* [Task details]:
Write all of the lines below out again, exactly as they stand.

[Start of section]

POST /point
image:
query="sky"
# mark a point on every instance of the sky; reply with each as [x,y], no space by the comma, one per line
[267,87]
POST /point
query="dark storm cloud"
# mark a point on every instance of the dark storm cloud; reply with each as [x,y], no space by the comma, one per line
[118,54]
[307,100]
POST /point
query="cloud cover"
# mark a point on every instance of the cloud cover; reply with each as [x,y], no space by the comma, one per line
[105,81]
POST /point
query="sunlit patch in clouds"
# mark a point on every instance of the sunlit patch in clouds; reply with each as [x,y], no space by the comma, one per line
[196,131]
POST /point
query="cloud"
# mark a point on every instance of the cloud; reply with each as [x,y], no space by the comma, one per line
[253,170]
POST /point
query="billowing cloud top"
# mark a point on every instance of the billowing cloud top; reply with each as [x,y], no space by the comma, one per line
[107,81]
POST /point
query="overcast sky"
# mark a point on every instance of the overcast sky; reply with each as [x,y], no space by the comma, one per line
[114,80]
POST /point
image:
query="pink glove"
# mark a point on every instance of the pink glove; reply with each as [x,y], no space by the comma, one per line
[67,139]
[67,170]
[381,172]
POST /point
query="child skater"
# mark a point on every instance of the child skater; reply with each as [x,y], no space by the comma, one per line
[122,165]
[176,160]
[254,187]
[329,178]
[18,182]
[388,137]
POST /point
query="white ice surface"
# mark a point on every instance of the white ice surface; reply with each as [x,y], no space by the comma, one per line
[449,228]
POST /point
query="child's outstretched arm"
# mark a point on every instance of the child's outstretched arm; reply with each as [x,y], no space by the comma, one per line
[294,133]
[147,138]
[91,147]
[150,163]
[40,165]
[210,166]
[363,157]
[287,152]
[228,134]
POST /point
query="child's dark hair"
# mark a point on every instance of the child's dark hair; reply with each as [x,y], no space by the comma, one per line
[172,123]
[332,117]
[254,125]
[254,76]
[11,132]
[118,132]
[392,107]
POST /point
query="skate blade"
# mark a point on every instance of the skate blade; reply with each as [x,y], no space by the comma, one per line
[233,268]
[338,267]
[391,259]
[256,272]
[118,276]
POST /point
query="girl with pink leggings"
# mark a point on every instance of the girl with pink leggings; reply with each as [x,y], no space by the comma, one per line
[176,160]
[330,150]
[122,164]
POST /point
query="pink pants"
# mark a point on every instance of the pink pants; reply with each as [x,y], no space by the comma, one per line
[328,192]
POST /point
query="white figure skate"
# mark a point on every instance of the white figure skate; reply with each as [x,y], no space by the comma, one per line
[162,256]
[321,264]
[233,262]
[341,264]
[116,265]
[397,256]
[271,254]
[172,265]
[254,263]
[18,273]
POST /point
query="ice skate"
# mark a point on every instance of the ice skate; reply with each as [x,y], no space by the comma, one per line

[End of section]

* [Completed task]:
POST /point
image:
query="sky"
# mark a point on every instance of the sky; reply with each as [x,y], no space by the comma, one per line
[267,87]
POST /point
query="dark storm cloud"
# mark a point on every instance of the dark storm cloud; reply with each as [x,y], no space by the comma, one per line
[118,54]
[307,100]
POST /point
query="cloud cover"
# mark a point on every instance of the cloud cover; reply with each as [x,y], no space by the comma, one per line
[105,81]
POST /point
query="sunlit patch in clouds"
# mark a point on every instance of the sunlit patch in clouds; reply with each as [x,y], no space by the comma, one per line
[196,131]
POST /point
query="cloud"
# mark a point on every instance of the cloud; reply with each as [x,y], no space by the comma, one per line
[253,170]
POST /point
query="billowing cloud top"
# mark a point on every instance of the billowing cloud top; reply with each as [x,y], no space by the comma, one per line
[107,81]
POST /point
query="overcast sky"
# mark a point on every instance of the overcast sky; reply with each as [x,y], no space by the comma, one per line
[114,80]
POST /point
image:
query="pink glove"
# mark a point on every instance of the pink glove; reply with each as [x,y], no space by the comma, one per line
[67,139]
[67,170]
[381,172]
POST /point
query="child skater"
# mark a point on every instance of the child skater; reply with each as [x,y], no space by the comma, one per line
[122,165]
[176,160]
[254,187]
[329,178]
[18,182]
[388,137]
POST /point
query="white ice surface"
# mark a point on every instance of the white ice surface; reply with each as [x,y], no space by the comma, one per line
[449,228]
POST /point
query="child's outstretched arm"
# mark a point on every instance of the child's outstretched arm; reply with each as [x,y], no space by the comma, one per line
[294,133]
[147,138]
[91,147]
[150,163]
[40,165]
[210,166]
[363,157]
[287,152]
[228,134]
POST /point
query="child's dark hair"
# mark a point on every instance of the child's dark hair; reply with each as [x,y], no space by the comma, one per line
[172,123]
[332,117]
[254,125]
[254,76]
[11,132]
[118,132]
[392,107]
POST /point
query="skate blade"
# mark a point on every instance of the skate blade; reply with each as [x,y], no space by the comma, one per line
[233,268]
[338,267]
[391,259]
[256,272]
[118,276]
POST /point
query="girl with pink leggings"
# mark a point on every instance of the girl with pink leggings; reply with each as [x,y], no space by the comma, one per line
[176,160]
[330,150]
[122,164]
POST /point
query="pink pants"
# mark a point on every instance of the pink pants; reply with each as [x,y], no space by the comma, one per line
[328,192]
POST /point
query="white figure skate"
# mark a point on every instance of the white figure skate; reply with each as [x,y], no space by the comma, one per line
[162,256]
[321,264]
[233,262]
[341,264]
[116,265]
[397,256]
[271,254]
[172,265]
[254,263]
[18,273]
POST /point
query="ice skate"
# mark a point on every instance of the ice skate; reply with each as [x,y], no space by the comma, one per line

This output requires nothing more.